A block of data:
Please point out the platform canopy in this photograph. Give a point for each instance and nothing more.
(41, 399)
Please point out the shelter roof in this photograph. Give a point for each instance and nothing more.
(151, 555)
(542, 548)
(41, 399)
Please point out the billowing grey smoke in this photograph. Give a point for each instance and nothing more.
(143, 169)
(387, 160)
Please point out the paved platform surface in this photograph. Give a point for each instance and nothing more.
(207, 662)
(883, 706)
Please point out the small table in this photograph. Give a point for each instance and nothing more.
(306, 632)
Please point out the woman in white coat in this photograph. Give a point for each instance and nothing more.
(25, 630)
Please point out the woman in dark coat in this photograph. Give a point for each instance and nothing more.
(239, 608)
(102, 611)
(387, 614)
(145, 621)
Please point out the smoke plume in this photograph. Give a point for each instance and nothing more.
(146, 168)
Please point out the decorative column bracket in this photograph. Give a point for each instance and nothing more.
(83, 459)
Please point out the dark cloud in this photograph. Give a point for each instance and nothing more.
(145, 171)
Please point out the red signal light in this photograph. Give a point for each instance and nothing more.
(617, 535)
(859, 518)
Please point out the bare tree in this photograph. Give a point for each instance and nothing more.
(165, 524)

The task:
Your output consists solely of the lines from the one with "Please point out the woman in dark" through the last line, copied exactly.

Response to this exercise:
Please point out the woman in dark coat in this photograph. Give a point for each instance and nothing more.
(239, 608)
(102, 611)
(387, 614)
(145, 621)
Please point out the smoke plume in this photograph. Give a point for each instance and nothing more.
(146, 168)
Please point out the decorative column bracket in this photograph. Give a point for each instance and nothing more.
(83, 459)
Please point out the dark cloud in this photograph. Give a point for each instance and nothing more.
(145, 171)
Please point out the red signal light in this photograph. Give a point for each instance and nothing more.
(617, 535)
(859, 518)
Please point out the bare tree in this photograph. Give a point for each instance and nothing more.
(165, 524)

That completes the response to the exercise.